● **PROVIDED TEXT**:
::::::

ROUTE

WEST ALBUQUERQUE TO MANUELITO 

• Roughly 155 miles •
Laguna, Grants, Bluewater, Thoreau, Gallup, Manuelito 

EAT. Rub elbows with the locals at El Cafecito in Grants, where the same friendly owners have been dishing up authentic New Mexico fare and old-fashioned burgers with chile cheese fries for three decades. At Earl’s Family Restaurant, a favorite since 1947, the gigantic frybread-wrapped Navajo burger is a bestseller. Locals have been lining up at Jerry’s Cafe since 1976. The humongous breakfast stuffed sopaipilla will keep you going all day. Housed inside a former bank, Blackbird Bakehouse serves made-from-scratch bagels, scones, and other treats. It shares the airy, renovated space with the Gallup Coffee Company, which pours a mean red chile mocha.

STAY. El Rancho Hotel is as famous as the movie stars who bunked here when they were filming Westerns and other movies during the 1940s and 1950s. Stay in the Western-style hotel, filled with photos of John Wayne, Katharine Hepburn, and other guests, or book a Route 66–themed room in the annex, where a cherry red hood of a Cadillac juts out from one wall. 

Turquoise cuffs from Richardson Trading Post, in Gallup.

DO. After admiring the glamorous exterior of Gallup’s 1928 Spanish Colonial Revival–style movie palace, El Morro Theatre, buy a ticket to catch a new release. At Art123 Gallery, take in a wide range of work by established and emerging Native and non-Native artists. Get off the road to hike and bike Gallup’s 30-plus miles of trails that showcase the area’s stunning painted deserts, red rock cliffs, and majestic mountains. Try the High Desert Trail System, a single-track, three-loop network exhibiting rock sculptures, metal sculptures, and sundials, or take a guided tour of the nearby Bisti/De-Na-Zin Wilderness with a Diné guide. Take a subterranean tour of a simulated underground mine at the New Mexico Mining Museum in Grants, where uranium mining boomed during the Cold War. Reopened in December 2021, the Manuelito Visitor Information Center provides a Land of Enchantment welcome to eastbound travelers—and plenty of information on the area and its attractions.

::::::

Natural-language object grounding data

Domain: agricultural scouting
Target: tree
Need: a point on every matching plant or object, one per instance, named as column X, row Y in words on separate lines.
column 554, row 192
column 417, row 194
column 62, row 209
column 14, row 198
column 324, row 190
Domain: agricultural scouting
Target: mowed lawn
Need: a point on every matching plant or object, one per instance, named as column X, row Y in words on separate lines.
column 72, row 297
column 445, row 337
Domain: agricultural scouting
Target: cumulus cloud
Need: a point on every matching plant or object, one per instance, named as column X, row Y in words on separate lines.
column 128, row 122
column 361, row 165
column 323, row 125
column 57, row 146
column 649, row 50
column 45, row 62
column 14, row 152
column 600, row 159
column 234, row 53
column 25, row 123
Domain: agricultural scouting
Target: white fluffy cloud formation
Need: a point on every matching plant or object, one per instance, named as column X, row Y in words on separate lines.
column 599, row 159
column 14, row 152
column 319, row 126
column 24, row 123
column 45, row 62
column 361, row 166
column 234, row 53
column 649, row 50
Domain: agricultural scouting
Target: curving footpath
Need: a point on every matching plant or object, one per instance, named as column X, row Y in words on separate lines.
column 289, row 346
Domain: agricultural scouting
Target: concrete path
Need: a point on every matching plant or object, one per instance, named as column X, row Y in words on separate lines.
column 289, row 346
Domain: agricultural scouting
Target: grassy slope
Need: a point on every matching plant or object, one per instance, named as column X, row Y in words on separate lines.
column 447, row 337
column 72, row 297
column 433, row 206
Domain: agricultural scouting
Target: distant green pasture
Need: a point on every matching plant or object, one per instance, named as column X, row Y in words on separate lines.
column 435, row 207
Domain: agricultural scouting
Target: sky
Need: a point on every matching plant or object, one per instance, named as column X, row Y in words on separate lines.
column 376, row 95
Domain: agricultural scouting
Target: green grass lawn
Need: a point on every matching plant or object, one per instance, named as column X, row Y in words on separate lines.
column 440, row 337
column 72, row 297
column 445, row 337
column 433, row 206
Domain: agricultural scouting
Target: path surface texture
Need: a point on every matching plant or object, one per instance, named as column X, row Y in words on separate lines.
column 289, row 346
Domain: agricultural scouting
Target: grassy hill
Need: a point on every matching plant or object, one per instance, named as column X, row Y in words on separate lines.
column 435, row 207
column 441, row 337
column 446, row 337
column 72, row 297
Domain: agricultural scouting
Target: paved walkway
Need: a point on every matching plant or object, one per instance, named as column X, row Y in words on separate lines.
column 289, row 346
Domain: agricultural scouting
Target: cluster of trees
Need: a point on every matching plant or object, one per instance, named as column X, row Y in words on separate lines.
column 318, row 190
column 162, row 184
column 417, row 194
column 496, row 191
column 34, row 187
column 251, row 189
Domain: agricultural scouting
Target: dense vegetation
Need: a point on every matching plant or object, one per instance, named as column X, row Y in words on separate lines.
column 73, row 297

::::::

● **INSTRUCTIONS FOR THE TASK**:
Answer these questions using the route guide.
1. Since what year has Earl's Family Restaurant been a favorite?
2. Which hotel housed movie stars who were filming Westerns in the 1940s and 1950s?
3. When did the Manuelito Visitor Information Center reopen?

● **EXERCISE ANSWER**:
1. 1947
2. El Rancho Hotel
3. December 2021